■ WRITTEN INSTRUCTION:
List every housing feature that the text on ribbon cable housings names as able to make electrical contact with a contact element of the cable.

If a ribbon cable according to the invention is accommodated in an EMI housing, this can be assembled from two housing parts that can be assembled with inclusion of the region of the ribbon cable provided with at least one contact element between it and the EMI housing, in which at least one contacting surface can be arranged on at least one of the two housing parts that is pressed against at least one contact element in the installed EMI housing and thus comes into electrical contact with the contact element. Preferably, the at least one contact element is squeezed between opposite contact surfaces of the two EMI housing parts.

An EMI housing can be configured so that it has a receiving opening for a disk made of electrically conductive material that serves as contact element of the ribbon cable, in which the disk has a cable feed-through opening by means of which the cable is passed through the disk during electrical contact between the disk and cable shield so that an electrical connection can be made between the cable shield and the EMI housing.

However, this type of EMI housing can also be provided with one or more contact springs instead of this contact surface or disk receiving opening or in addition to it, this spring or these springs coming into contact with at least one contact element in the installed EMI housing.

On the other hand, a plug-in connector housing can also be provided with at least one disk receiving opening and/or with at least one contact surface that can be pressed against at least one contact element of the ribbon cable section inserted into the plug-in connector in the installed plug-in connector housing instead of one or more contact springs or in addition to the springs.

■ AVAILABLE DATA:
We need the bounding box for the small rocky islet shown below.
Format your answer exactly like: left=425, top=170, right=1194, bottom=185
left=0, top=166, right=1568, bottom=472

■ SOLUTION:
- A contacting surface (contact surface) on a housing part, pressed against the contact element
- A receiving opening for an electrically conductive disk that serves as the contact element
- One or more contact springs